EXERCISE TASKS:
1 – Check statements (a), (b) and (c) against the article on student writing. For each one, answer yes or no and quote the words of the article that decide it.
(a) The share of Year 9 students proficient in sentence structure fell from 58% in 2011 to 42% in 2018.
(b) AERO's analysis focused on narrative writing tasks from the NAPLAN tests.
(c) Younger students are experiencing the sharpest decline in writing.
2 – Pick up the article on student writing after its last sentence and carry it forward.
[PROVIDED TEXT]
Jenny Donovan discusses AERO's analysis of NAPLAN writing data and the importance of writing instruction. Originally published in The Mandarin.
A female student writes in a notebook.

Writing well is crucial to success at school and beyond but learning to write is complex, requiring explicit instruction over years.  

In Australia, writing instruction has slipped behind other education priorities to a point that, sadly, we now have comprehensive evidence showing that too many young people cannot write well.  

AERO’s latest report examines millions of data points from a decade of national assessment of students’ writing. It is the most extensive analysis of students’ writing that has been conducted in Australia.  

The analysis shows a troubling decline. Student writing scores are consistently lower than expected of their year level. They are not writing as well as students once could in the same year level, nor as well as our curriculum says they should, and older students are experiencing the sharpest decline. 

AERO’s analysis focused on persuasive writing tasks undertaken as part of the NAPLAN tests. The ability to write a coherent argument is an important life skill.  

In school, the ability to write persuasively will be a starting point for success in end of school essays and, beyond this, it supports participation in civic life. Who knows when a young adult may need to mount the case against an unfair parking fine, or why a rental bond should be returned, or what makes them the best candidate for a new job? 

Students have become less proficient at most of the persuasive writing skills assessed, but there has been a particular decline in writing sentences. Fewer than half of Year 9 students are proficient in sentence structure, dropping from 58% in 2011 to 42% in 2018.  

Sentences are fundamental for all writing, so difficulty constructing sentences suggests that students have missed out on learning an important aspect of grammar.  

Students have also become less proficient at structuring their texts. Grammar and text creation are included in the Australian Curriculum and various state and territory syllabus documents that set expectations for teaching and learning. Yet we now have a growing disparity between what our curriculum says should be taught to students and what they actually learn. 

There may be several reasons why this disparity has emerged and expanded. Surveys from NSW in 2018 revealed that many teachers lack confidence in their knowledge and practice of teaching writing. More recently, submissions to the 2021 Quality Initial Teacher Education Review described how education degrees offer scarce training about how to teach fundamental skills, such as reading and writing.
[/PROVIDED TEXT]
[DATA UNDER STUDY]
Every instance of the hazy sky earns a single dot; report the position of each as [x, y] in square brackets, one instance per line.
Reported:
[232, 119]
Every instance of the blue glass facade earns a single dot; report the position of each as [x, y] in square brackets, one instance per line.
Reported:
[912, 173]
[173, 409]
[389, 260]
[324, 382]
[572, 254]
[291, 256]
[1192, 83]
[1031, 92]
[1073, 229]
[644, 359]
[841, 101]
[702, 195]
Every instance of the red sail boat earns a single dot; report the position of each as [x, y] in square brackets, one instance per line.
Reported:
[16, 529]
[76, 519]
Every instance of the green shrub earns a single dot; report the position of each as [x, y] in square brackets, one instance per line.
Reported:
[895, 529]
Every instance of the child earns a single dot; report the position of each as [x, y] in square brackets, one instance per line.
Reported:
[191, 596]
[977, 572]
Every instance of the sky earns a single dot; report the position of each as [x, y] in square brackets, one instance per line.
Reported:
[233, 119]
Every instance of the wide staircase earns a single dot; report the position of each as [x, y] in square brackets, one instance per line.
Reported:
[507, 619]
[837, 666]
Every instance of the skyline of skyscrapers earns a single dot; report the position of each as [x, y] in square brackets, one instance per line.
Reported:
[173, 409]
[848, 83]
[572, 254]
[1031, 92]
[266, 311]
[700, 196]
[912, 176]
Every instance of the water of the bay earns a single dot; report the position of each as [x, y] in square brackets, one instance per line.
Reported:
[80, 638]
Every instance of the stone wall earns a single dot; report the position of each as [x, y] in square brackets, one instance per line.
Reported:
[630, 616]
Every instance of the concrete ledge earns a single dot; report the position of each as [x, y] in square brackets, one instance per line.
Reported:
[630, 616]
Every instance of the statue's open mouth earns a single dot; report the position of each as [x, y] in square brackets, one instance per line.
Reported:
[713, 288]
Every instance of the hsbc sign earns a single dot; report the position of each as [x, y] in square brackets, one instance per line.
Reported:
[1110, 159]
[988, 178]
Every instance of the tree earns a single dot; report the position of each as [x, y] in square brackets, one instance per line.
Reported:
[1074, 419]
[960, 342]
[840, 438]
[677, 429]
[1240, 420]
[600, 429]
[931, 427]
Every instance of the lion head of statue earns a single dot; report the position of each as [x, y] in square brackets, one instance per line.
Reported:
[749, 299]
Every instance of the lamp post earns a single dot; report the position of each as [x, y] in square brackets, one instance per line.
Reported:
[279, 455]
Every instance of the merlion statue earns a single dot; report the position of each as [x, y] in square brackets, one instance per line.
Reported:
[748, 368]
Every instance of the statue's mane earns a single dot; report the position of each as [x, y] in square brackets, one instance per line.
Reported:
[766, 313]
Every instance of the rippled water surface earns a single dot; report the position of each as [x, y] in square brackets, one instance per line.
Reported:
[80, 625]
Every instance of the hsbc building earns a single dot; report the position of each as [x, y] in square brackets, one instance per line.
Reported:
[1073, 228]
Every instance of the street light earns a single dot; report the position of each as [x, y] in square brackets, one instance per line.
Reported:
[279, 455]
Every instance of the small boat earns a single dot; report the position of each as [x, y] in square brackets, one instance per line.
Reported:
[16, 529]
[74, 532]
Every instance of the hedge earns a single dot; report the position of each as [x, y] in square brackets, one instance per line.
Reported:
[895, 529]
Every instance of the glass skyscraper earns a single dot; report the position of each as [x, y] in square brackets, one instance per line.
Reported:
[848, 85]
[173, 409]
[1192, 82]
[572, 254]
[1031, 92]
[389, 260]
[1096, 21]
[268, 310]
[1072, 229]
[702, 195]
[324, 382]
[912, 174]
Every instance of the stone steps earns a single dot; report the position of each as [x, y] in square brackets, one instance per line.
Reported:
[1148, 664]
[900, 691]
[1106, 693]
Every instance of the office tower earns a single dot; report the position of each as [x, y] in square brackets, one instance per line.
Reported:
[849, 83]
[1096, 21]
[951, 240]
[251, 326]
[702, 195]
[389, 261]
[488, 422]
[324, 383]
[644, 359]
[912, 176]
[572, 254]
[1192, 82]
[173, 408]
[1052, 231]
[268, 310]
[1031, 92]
[/DATA UNDER STUDY]
RESPONSES PER TASK:
1 –
(a) Yes: "dropping from 58% in 2011 to 42% in 2018."
(b) No: "AERO’s analysis focused on persuasive writing tasks undertaken as part of the NAPLAN tests."
(c) No: "older students are experiencing the sharpest decline."

2 –
At the secondary school level, teachers tend to be experts in their subject areas but at times feel less equipped to teach the specific literacy requirements of their discipline. However, time and access to effective professional learning in teaching writing is in short supply – especially for high school teachers. 

Now a benefit of having this new understanding of the nature and scale of the problem with students’ writing is that we can address it. And in further good news, we already know what the evidence says about what should change.  

Cognitive science explains how brains learn skills that are not innate or ‘biologically primary’. This is why unlike speaking, which develops naturally in most people, writing must be explicitly and systematically taught in a structured way. 

We are lucky in Australia to have dedicated teachers who want their students to gain the best outcomes possible. If teachers have time, access to good resources and opportunity to build confidence, then evidence-based practices that lead to student success will be widely adopted.  

In a couple of weeks, we will have NAPLAN data from the 2022 assessment, including data about student writing. We have an opportunity now to review this alongside insights from AERO’s analysis, and address the areas of the curriculum where students are not learning what they need to know.  

We must accept that education practices need urgent change for students to be able to write well. Teaching writing should continue throughout schooling, so student skills increase to match the growing complexity of ideas and concepts that they need to think and write about.  

We owe it to students to act quickly. We can rewrite these findings by prioritising the necessary instruction in a skill that will serve them throughout their lives.